# Solar question



## jpsnwuk (Sep 6, 2018)

This may sound daft, but in a place where the sun is in abundance and electricity prices are high, why arent homes in Spain full of solar panels???? is there something Im not aware of???


----------



## Overandout (Nov 10, 2012)

Basically, it is because the "sun tax" (effectively a penalty that a homeowner pays for not buying electricity from the grid suppliers) makes it uneconomical.

Those that have panels either are not connected to the grid at all, so called "off grid" living which avoid the tax, or, the panels are hidden to try to escape the tax.


----------



## jimenato (Nov 21, 2009)

In some places I believe planning rules forbid solar panels on the roof for aesthetic reasons.


----------



## snikpoh (Nov 19, 2007)

Overandout said:


> Basically, it is because the "sun tax" (effectively a penalty that a homeowner pays for not buying electricity from the grid suppliers) makes it uneconomical.
> 
> Those that have panels either are not connected to the grid at all, so called "off grid" living which avoid the tax, or, the panels are hidden to try to escape the tax.


There is no such thing as "sun tax" - it was never brought into legislation.

[Unless you can show me where the law was approved]


----------



## Overandout (Nov 10, 2012)

snikpoh said:


> There is no such thing as "sun tax" - it was never brought into legislation.
> 
> [Unless you can show me where the law was approved]


Read this:

https://comparadorluz.com/faq/que-es-impuesto-sol

Granted, it isn't a tax in the sense that it is paid to the government via Hacienda, instead being a "canon" paid to the electricity company.


----------



## Pesky Wesky (May 10, 2009)

jpsnwuk said:


> This may sound daft, but in a place where the sun is in abundance and electricity prices are high, why arent homes in Spain full of solar panels???? is there something Im not aware of???


 It's a question of politics and how it can screw up a country's potential.


Here's some info. Look at 2014 - 16

https://en.wikipedia.org/wiki/Solar_power_in_Spain#2014-2016


The future?
https://www.pv-magazine.com/2018/06/12/spain-set-to-cancel-solar-tax/


----------



## Alcalaina (Aug 6, 2010)

The problem is political. Spain used to be a leader in the field with all new buildings required to have solar panels. Then the government stopped the subsidies and reduced the "buy back" price for solar power, so investment dried up. However things are changing and Iberdrola etc are building new solar farms.

https://www.thelocal.es/20180402/solar-seeks-its-place-under-spanish-sun


----------



## Alcalaina (Aug 6, 2010)

snikpoh said:


> There is no such thing as "sun tax" - it was never brought into legislation.
> 
> [Unless you can show me where the law was approved]


It was approved in 2015, but I recall them raising the threshold so that most domestic consumers wouldn't have to pay anything. But they still can't sell surplus power back to the grid.

Anyway, it will soon be history.

https://www.pv-magazine.com/2018/06/12/spain-set-to-cancel-solar-tax/


----------



## Costachick (Apr 22, 2016)

There is a block just in front of me that has solar panels on the roof.

▸ Given task A
In the thread about solar panels in Spain, rewrite the paragraph beginning "The problem is political" as a short bulleted list that keeps its main facts.
▸ Given task B
Answer these questions from the thread about solar panels in Spain:
(i) For what reason do planning rules in some places forbid rooftop solar panels, according to jimenato?
(ii) In Overandout's second post, who receives the "canon"?
(iii) In what year does Alcalaina say the tax was approved?
▸ Given task C
Carry the forum thread about solar panels in Spain forward from its final post with one more reply.
The records that come next are separate from the solar panel thread.

▸ Material shown
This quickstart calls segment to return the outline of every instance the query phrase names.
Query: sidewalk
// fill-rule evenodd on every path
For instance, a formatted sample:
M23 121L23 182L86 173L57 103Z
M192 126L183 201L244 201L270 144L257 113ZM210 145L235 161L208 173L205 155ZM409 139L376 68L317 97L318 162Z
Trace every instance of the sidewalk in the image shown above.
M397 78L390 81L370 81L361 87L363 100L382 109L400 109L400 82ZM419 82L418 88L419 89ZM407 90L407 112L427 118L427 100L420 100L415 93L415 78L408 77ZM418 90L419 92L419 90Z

▸ Result A
- The problem is political.
- Spain was once a leader in solar, with all new buildings required to have solar panels.
- The government then stopped the subsidies and cut the "buy back" price for solar power, so investment dried up.
- Things are changing, and companies such as Iberdrola are building new solar farms.

▸ Result B
(i) Aesthetic reasons.
(ii) The electricity company.
(iii) 2015.

▸ Result C
----------



## snikpoh (Nov 19, 2007)

Alcalaina said:


> It was approved in 2015, but I recall them raising the threshold so that most domestic consumers wouldn't have to pay anything. But they still can't sell surplus power back to the grid.
> 
> Anyway, it will soon be history.
> 
> https://www.pv-magazine.com/2018/06/12/spain-set-to-cancel-solar-tax/


I read that the decree was NEVER ratified and so was never law.

Do you have a link to show that people are actually paying it.

Also, Solar in Spain advertise based on the fact that one CAN sell surplus power to 'the grid'. I challenged them on this and was told it was perfectly possible and that they had many clients doing it.


----------



## Overandout (Nov 10, 2012)

RD 900/2015 of 9th October.

https://www.boe.es/diario_boe/txt.php?id=BOE-A-2015-10927


----------



## Overandout (Nov 10, 2012)

snikpoh said:


> I read that the decree was NEVER ratified and so was never law.
> 
> Do you have a link to show that people are actually paying it.
> 
> Also, Solar in Spain advertise based on the fact that one CAN sell surplus power to 'the grid'. I challenged them on this and was told it was perfectly possible and that they had many clients doing it.


I have done a bit of reading and it seems that partly, you are right.

Firstly, the law is ratified by the Royal Decree, so to say that it is not law is incorrect.

But, the "Orders" which would establish the rates to be applied by the supply companies were never published for 2016, so it was impossible for them to collect any money through application of the law.

In 2017, the Orders were issued, but the companies were not ready with billing systems and the means to collect payments, so official figures for 2017 are 0€.

However, for 2018, although far from what was expected, around 170,000€ has been collected so far according to the CNMV. 

So some poor fools are paying it.


----------



## Alcalaina (Aug 6, 2010)

Sun tax to go, "winter fuel allowance" to be introduced for vulnerable consumers, and a ban on door-to-door touting by energy companies.

https://www.eldiario.es/economia/Gobierno-impuesto-suspende-impuestos-abaratar_0_821718297.html


----------



## growurown (Sep 3, 2018)

If you cannot read and understand Spanish.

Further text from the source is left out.